— Questions on the material —
**1)** Decide whether each statement agrees with the dairy goat passage. Answer yes or no for each and quote the words from the passage that decide it.
(a) American dairy goats are often unprepared to live on the native feeds available.
(b) Dairy goat kids bound for Georgia must meet the specifications of the Republic of Georgia alone.
(c) Transporting a goat by the alternative route through Moscow costs less than $1,000 a head.
**2)** Write the next part of the dairy goat passage, picking up after its final sentence.

— Source passage —

|---|

Projects undertaken to import American genetics to this part of the world have been only partially successful. American dairy goats are often unprepared to live on the native feeds available. Disease vectors also take their toll as the animals arrive stressed from long travel and come in contact with compromising situations for which they have no immunity. Management techniques and advice disseminated from one hemisphere to another often are a poor fit when it comes to providing what is best for the animals sent.

Project volunteers like New help smooth the way in some cases and create the way in others. One of New’s most successful endeavors was to establish a center for goat stud service where local farmers could take their native does for breeding. In this manner the bucks that arrived from America were kept under watchful eye and all the farmers within traveling distance were encouraged to bring their does for service. Genetics to improve growth and production spread from this center and many were able to realize greater milk production.

New uses her personal experience and knowledge of the dairy goat score card to target animals from local herds who will make a positive impact on production. This method of herd improvement is being dictated by more stringent health regulations not only of the host country, but of every country where the imported animal must pass in reaching his destination. Dairy goat kids bound for Georgia, for instance, must be tested and quarantined to meet specifications of not only the Republic of Georgia but also France or the Netherlands where they would change planes. For 2005, an embargo on importation of cloven-hoofed livestock from the United States, makes getting proven production genetics to needy countries difficult. The alternative route to The Republic of Georgia would then be through Moscow by plane and perhaps a 1,000 mile trip by motor freight to Tblisi, Republic of Georgia. The cost of such involved transportation-more than $1,500 a head-adds yet another knot to the snarl.

|---|

— Information —
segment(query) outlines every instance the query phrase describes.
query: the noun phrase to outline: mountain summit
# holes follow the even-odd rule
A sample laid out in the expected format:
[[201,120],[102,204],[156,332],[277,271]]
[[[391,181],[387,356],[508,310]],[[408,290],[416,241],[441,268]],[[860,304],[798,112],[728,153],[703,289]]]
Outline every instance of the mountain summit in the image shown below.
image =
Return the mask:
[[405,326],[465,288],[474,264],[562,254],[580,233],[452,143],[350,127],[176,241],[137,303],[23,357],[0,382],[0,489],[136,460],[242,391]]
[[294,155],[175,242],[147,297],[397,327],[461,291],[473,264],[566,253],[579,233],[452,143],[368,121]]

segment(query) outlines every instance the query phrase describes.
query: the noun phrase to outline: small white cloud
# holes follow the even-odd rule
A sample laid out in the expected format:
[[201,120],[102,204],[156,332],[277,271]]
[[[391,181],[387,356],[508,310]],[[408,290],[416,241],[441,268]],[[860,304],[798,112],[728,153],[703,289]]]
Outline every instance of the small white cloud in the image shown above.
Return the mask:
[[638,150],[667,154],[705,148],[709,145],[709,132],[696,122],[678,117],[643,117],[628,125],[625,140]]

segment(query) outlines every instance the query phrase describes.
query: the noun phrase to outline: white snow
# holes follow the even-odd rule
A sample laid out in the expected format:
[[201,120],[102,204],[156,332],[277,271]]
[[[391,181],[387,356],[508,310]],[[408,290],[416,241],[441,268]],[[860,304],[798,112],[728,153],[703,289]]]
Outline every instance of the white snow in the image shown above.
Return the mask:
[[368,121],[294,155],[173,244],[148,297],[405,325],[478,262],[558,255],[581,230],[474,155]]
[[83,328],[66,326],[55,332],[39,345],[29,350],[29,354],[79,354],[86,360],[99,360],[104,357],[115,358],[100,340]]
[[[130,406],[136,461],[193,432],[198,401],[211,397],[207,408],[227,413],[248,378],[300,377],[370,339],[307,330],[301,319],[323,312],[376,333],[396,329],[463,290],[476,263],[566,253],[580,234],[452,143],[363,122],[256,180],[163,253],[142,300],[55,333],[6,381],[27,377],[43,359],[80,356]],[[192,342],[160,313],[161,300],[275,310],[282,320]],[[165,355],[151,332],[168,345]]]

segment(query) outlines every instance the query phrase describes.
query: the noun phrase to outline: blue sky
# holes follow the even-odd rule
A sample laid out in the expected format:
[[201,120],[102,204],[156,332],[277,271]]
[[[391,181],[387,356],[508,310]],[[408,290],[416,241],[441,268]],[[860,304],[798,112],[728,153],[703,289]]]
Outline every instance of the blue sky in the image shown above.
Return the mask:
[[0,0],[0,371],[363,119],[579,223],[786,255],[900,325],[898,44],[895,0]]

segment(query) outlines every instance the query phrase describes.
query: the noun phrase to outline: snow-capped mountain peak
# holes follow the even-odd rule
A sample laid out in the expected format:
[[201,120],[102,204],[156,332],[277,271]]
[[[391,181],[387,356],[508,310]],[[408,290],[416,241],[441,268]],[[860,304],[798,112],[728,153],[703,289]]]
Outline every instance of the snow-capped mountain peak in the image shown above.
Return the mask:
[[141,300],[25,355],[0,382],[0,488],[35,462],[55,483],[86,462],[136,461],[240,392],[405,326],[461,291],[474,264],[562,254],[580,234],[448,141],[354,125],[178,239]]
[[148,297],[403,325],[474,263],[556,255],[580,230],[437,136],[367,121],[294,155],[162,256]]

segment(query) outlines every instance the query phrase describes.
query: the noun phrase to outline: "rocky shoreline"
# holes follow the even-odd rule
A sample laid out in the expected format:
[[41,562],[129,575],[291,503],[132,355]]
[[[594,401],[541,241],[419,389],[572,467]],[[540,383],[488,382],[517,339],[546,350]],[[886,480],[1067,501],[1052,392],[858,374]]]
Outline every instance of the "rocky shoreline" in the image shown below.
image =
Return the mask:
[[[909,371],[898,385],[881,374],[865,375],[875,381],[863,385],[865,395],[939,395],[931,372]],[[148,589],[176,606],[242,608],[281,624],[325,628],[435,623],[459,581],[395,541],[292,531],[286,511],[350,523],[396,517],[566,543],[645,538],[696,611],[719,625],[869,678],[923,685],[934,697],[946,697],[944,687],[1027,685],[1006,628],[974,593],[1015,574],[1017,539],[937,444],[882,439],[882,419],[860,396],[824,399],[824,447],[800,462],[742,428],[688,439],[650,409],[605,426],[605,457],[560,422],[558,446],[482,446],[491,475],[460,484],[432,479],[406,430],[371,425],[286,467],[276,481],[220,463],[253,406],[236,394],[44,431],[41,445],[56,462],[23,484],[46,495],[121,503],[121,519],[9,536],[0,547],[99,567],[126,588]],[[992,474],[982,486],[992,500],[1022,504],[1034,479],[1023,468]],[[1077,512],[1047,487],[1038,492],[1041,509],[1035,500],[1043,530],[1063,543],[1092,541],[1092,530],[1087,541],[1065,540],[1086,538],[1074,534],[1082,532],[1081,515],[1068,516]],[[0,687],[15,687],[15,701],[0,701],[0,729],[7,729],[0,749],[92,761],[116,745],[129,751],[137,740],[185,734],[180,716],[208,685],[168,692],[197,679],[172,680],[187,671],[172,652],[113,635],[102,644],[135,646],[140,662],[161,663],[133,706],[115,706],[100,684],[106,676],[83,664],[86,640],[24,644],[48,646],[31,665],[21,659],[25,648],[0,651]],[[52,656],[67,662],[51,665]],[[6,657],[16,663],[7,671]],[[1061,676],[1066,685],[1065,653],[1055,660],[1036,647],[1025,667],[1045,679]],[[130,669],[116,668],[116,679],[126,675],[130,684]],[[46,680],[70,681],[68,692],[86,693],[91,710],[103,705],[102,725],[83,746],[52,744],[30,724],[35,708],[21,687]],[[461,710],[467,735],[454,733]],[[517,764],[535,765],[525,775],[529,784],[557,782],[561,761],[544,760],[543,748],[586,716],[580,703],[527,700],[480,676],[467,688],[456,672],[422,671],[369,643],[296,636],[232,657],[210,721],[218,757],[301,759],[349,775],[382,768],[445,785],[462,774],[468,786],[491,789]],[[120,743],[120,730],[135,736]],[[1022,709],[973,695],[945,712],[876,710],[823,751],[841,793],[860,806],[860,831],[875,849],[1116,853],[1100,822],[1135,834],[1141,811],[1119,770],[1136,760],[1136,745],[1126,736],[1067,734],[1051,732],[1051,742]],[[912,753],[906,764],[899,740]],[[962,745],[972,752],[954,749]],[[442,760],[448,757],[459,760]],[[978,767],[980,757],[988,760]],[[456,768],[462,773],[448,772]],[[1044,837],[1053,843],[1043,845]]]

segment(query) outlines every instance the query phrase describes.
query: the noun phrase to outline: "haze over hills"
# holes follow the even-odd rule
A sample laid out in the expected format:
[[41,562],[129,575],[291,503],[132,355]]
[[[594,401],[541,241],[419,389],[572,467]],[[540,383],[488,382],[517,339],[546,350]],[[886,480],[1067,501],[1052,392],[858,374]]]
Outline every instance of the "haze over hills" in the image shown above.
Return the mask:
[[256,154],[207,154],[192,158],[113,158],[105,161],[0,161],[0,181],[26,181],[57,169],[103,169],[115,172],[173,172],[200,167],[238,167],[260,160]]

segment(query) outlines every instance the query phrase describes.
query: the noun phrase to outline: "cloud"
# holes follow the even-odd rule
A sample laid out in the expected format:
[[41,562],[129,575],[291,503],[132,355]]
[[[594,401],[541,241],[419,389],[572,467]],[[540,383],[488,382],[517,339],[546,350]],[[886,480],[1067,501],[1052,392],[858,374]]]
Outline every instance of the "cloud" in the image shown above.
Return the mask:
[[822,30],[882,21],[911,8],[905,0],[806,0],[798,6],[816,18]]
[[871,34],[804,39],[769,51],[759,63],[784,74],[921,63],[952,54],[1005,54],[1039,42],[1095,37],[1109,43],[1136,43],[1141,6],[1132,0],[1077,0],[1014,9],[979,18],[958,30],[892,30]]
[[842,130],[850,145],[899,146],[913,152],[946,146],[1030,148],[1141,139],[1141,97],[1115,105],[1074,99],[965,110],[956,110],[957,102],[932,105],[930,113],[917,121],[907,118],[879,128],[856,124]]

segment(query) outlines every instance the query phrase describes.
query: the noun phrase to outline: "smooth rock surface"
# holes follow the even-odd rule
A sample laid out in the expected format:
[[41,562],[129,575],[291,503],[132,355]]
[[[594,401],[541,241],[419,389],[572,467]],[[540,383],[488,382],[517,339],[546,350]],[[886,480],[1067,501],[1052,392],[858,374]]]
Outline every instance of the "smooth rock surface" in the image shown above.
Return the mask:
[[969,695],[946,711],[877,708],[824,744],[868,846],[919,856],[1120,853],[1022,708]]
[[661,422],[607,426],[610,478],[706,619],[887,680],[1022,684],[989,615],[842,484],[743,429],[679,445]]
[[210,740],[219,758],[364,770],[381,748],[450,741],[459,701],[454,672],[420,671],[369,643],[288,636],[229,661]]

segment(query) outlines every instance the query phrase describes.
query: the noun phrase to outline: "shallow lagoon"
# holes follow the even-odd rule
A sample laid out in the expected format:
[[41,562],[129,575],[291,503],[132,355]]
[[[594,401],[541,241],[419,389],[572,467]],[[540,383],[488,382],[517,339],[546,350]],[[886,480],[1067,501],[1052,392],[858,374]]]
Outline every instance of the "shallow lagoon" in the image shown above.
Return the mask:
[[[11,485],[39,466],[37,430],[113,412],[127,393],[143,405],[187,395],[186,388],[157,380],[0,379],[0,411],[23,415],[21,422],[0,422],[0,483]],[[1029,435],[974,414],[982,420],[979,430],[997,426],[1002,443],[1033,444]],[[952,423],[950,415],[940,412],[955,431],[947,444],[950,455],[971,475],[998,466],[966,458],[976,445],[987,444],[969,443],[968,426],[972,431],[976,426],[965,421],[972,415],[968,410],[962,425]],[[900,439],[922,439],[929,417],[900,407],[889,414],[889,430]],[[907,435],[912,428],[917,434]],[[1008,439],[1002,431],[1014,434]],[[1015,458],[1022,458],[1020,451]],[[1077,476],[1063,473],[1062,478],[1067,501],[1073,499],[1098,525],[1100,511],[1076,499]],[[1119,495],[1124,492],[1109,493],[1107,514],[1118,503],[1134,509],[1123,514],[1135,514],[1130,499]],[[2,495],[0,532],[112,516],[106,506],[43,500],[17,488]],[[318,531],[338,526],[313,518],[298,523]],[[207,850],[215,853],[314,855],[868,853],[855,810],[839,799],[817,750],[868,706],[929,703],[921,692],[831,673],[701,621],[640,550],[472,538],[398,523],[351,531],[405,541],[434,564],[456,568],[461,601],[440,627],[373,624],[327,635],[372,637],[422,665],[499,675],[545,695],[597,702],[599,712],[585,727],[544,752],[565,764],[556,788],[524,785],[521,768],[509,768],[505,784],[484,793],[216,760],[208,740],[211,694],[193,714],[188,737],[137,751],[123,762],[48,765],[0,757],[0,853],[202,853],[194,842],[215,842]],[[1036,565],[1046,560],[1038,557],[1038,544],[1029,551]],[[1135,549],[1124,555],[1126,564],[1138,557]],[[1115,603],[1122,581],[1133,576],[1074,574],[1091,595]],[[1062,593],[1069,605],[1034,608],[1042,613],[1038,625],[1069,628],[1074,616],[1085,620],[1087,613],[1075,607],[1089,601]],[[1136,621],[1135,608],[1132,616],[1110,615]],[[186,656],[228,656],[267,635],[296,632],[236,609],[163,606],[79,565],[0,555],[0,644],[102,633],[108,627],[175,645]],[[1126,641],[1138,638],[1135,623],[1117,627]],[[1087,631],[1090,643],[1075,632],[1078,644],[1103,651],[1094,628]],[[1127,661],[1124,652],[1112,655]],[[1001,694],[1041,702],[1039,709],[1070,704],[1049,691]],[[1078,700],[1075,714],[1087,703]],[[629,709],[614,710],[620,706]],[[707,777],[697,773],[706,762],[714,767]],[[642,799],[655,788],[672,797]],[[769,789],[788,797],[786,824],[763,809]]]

|---|

— Task-by-task outputs —
**1)**
(a) Yes: "American dairy goats are often unprepared to live on the native feeds available."
(b) No: "must be tested and quarantined to meet specifications of not only the Republic of Georgia but also France or the Netherlands where they would change planes."
(c) No: "The cost of such involved transportation-more than $1,500 a head-adds yet another knot to the snarl."

**2)**
New works with an interpreter and understands a bit of Russian. Her prior trips to this region have given her experience in the local systems of baksheesh as well, and a time or two, kept her out of jail when border crossings were not smoothly executed, or the volume of paperwork exceeded the expected. Currently New is working on two facets of providing help toward better dairy production in the countries of Eastern Europe where she volunteers. It is hoped that four dairy bucks from high producing lines will be added to the seed stock already in place. But in the mean time, New is off to the Republic of Georgia where her current mission, funded by ACDI-VOCA, is to educate the local producers in the selection of seed stock within their own country that is likely to respond in the most positive manner to improvements in management techniques. And in addition to this, New will share what she knows about the benefits of improved sanitation for health of dairy goat, products from goat milk, and for people who use their products.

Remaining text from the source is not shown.